— EXERCISE DIRECTIONS —
Output every line from the one containing "bronze horse, shaped like this sample" through the last line of the items as a numbered list, skipping any blank lines.

— start DATA EXTRACT —

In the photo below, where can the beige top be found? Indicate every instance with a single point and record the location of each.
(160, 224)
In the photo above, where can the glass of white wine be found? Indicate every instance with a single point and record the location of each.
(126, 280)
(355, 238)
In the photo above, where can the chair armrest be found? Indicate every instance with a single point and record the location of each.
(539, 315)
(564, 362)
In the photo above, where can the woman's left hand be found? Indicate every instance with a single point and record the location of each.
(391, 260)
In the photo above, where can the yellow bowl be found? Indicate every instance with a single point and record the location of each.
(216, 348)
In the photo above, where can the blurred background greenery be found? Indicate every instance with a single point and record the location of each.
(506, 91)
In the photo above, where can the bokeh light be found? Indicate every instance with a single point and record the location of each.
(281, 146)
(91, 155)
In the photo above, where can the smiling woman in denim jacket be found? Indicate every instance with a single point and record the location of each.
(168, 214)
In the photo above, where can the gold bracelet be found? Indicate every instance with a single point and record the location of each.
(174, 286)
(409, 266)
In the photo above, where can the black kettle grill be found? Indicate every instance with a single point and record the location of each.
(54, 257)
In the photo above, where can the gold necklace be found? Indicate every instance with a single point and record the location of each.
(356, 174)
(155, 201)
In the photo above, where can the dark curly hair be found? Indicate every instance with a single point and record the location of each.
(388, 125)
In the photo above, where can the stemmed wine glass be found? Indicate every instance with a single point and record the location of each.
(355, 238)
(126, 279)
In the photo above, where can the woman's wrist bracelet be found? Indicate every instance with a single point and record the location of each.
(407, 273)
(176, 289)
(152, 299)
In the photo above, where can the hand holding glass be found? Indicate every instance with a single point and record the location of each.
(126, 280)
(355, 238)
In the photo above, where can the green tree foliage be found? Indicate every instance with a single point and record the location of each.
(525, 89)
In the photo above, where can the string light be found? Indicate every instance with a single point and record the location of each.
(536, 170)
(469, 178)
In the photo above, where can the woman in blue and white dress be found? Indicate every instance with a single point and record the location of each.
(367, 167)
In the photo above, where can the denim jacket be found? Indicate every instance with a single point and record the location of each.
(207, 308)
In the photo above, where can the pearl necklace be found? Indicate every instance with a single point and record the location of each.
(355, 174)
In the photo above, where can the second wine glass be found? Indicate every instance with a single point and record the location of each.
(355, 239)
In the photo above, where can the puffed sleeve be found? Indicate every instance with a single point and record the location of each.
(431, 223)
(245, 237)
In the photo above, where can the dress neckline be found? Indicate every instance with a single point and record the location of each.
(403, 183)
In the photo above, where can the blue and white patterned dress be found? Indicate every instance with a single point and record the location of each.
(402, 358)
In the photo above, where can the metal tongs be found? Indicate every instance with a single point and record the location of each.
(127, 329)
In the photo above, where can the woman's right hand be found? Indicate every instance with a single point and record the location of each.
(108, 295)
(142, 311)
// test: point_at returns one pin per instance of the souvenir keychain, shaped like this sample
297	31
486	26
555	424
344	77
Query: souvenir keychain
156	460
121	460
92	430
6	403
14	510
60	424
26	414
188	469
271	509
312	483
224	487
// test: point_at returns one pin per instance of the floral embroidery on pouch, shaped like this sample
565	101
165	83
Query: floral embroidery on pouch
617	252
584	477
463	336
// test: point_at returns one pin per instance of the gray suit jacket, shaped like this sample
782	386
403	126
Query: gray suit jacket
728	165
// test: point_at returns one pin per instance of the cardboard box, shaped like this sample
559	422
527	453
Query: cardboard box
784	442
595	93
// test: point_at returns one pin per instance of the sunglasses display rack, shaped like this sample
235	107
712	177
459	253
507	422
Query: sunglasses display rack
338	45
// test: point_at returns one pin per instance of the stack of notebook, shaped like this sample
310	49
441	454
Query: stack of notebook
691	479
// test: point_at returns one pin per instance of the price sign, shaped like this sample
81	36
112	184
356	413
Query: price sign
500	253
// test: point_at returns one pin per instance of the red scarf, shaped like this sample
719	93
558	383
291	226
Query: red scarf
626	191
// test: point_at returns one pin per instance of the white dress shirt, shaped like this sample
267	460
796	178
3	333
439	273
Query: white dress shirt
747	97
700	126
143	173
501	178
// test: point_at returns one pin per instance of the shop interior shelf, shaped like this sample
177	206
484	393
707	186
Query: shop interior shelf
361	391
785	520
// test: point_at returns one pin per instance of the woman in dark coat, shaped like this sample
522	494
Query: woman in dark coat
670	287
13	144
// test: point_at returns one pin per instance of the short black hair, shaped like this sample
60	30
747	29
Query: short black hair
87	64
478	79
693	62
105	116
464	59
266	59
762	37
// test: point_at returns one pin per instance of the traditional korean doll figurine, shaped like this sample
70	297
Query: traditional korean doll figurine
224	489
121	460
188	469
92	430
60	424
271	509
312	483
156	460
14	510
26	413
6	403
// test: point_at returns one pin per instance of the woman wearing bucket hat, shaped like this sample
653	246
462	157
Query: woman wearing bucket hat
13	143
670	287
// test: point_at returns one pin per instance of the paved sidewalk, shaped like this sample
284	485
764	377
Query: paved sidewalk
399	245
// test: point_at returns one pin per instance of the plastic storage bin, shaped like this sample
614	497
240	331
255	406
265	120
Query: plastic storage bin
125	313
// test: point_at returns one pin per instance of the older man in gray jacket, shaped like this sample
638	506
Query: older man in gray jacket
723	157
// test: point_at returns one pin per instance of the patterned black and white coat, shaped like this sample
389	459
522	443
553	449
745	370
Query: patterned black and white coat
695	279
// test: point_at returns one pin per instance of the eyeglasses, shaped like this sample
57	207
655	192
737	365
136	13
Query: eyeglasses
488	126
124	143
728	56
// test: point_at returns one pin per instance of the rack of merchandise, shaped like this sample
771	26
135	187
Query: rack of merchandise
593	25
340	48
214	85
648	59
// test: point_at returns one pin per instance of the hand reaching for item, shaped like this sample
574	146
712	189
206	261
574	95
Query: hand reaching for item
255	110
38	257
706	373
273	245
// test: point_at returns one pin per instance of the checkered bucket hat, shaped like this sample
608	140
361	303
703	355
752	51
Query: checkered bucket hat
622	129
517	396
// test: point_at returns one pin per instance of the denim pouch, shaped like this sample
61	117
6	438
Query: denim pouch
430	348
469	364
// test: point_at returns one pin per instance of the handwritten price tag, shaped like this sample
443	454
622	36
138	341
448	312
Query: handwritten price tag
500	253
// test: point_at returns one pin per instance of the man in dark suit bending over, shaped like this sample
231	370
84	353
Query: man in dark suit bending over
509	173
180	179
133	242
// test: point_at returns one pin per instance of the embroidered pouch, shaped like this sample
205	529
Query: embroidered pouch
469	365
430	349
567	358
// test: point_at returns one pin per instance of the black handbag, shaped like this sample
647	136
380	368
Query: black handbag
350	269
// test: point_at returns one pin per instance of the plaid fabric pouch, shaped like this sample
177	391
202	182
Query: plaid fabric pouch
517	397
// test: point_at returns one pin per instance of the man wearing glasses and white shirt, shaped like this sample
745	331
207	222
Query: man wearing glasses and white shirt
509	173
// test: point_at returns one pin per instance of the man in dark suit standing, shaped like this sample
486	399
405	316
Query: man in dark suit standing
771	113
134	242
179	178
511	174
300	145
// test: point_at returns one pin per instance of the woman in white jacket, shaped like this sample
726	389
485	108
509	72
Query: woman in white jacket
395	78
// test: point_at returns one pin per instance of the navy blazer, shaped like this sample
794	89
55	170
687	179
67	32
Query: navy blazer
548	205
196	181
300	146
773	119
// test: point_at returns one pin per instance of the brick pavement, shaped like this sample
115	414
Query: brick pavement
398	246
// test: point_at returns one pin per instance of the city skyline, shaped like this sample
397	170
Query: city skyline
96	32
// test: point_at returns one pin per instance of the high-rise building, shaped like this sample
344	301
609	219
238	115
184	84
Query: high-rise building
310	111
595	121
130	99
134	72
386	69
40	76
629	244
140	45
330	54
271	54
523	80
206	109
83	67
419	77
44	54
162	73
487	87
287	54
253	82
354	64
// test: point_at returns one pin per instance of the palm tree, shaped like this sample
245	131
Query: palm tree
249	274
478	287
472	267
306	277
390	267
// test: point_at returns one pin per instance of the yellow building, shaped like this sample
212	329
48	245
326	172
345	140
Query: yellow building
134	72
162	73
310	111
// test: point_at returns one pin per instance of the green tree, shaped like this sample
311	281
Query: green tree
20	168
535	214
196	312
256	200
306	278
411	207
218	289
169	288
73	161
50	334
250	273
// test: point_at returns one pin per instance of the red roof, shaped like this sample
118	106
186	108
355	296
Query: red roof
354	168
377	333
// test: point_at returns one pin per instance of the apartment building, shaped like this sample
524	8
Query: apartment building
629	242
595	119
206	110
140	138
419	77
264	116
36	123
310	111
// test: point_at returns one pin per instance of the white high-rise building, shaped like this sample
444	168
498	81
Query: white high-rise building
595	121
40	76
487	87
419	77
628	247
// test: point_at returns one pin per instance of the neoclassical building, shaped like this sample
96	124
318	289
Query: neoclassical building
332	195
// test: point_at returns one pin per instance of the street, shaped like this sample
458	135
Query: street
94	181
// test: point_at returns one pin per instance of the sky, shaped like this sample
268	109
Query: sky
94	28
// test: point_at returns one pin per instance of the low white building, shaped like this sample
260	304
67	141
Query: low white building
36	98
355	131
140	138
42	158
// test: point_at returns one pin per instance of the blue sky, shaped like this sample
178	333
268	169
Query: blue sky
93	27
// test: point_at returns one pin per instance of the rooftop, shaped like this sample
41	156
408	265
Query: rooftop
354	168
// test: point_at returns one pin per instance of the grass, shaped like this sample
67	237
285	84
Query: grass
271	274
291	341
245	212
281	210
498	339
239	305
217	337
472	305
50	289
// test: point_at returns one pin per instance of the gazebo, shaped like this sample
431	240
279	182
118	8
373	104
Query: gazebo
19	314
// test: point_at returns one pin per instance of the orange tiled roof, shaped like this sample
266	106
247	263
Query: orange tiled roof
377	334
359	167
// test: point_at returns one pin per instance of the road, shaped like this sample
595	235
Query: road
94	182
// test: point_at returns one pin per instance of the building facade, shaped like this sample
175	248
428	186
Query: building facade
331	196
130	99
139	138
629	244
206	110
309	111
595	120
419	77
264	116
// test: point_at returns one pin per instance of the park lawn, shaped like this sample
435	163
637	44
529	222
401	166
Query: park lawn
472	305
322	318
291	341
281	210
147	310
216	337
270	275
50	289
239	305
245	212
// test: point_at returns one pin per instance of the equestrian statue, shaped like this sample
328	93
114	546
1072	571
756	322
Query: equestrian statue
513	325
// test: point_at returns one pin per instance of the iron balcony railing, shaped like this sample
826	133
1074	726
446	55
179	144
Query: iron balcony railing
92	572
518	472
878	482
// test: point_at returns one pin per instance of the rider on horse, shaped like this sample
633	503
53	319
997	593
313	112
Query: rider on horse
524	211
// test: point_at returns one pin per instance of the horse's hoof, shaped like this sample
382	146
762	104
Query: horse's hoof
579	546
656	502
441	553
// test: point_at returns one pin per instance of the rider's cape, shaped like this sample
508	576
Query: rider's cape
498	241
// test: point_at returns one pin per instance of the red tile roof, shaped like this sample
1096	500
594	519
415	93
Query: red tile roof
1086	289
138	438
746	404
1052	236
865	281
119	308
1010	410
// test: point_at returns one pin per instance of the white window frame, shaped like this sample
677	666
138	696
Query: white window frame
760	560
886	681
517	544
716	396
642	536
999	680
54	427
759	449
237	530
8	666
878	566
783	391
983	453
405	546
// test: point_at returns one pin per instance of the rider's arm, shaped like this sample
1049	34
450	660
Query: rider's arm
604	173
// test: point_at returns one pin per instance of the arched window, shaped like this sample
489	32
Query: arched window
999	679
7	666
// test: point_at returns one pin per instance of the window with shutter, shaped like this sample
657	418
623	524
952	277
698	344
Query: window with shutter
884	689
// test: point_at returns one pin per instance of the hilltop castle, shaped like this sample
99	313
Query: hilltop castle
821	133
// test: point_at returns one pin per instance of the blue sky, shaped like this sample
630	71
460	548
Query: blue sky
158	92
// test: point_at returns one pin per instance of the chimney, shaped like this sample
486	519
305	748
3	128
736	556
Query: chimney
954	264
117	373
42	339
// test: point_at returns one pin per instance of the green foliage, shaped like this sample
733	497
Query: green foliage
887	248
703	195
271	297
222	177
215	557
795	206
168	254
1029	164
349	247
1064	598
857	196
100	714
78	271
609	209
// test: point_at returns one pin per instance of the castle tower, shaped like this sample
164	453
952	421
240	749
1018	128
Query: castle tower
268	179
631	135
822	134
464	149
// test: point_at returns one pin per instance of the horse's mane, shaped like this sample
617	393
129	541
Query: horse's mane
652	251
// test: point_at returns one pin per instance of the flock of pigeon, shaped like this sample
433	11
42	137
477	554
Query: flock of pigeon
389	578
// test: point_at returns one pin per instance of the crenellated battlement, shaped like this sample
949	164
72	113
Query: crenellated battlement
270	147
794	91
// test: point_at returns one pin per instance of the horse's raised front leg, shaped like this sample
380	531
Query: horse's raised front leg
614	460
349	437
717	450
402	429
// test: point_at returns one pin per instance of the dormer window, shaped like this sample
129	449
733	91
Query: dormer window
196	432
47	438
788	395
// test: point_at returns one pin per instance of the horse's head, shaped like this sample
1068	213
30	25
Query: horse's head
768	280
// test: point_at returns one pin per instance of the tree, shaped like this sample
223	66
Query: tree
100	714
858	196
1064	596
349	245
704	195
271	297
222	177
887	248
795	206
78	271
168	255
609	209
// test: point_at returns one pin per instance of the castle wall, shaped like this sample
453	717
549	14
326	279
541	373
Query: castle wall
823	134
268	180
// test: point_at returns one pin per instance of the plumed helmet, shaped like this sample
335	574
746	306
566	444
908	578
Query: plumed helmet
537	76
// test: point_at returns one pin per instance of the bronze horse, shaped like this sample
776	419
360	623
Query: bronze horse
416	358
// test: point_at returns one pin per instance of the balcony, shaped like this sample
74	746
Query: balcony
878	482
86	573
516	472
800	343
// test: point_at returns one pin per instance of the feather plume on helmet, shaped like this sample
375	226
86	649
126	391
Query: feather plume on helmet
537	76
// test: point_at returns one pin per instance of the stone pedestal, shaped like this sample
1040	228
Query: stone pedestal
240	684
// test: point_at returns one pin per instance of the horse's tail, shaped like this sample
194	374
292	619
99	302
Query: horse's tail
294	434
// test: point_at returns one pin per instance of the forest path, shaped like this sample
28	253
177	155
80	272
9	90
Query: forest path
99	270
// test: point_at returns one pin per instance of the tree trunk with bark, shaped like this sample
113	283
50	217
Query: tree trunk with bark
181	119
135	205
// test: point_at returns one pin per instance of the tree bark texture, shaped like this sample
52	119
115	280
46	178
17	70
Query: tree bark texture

— end DATA EXTRACT —

— EXPECTED ANSWER —
1. // test: point_at returns one pin per instance of the bronze horse, shaped like this sample
2. 776	419
3. 360	623
4. Query: bronze horse
5. 416	358
6. // test: point_at returns one pin per instance of the balcony, shaped like this sample
7. 74	746
8. Query: balcony
9. 878	482
10. 86	573
11. 516	472
12. 800	343
13. // test: point_at returns one pin per instance of the feather plume on helmet, shaped like this sample
14. 375	226
15. 86	649
16. 126	391
17. Query: feather plume on helmet
18. 537	76
19. // test: point_at returns one pin per instance of the stone pedestal, shaped like this sample
20. 1040	228
21. Query: stone pedestal
22. 240	684
23. // test: point_at returns one pin per instance of the horse's tail, shaped like this sample
24. 194	374
25. 292	619
26. 99	302
27. Query: horse's tail
28. 294	434
29. // test: point_at returns one pin per instance of the forest path, shaped like this sample
30. 28	253
31. 177	155
32. 80	272
33. 9	90
34. Query: forest path
35. 99	270
36. // test: point_at returns one pin per instance of the tree trunk with bark, shaped like this sample
37. 113	283
38. 50	217
39. Query: tree trunk with bark
40. 181	119
41. 135	205
42. // test: point_at returns one pin per instance of the tree bark texture, shaped like this sample
43. 52	119
44. 115	280
45. 46	178
46. 17	70
47. Query: tree bark texture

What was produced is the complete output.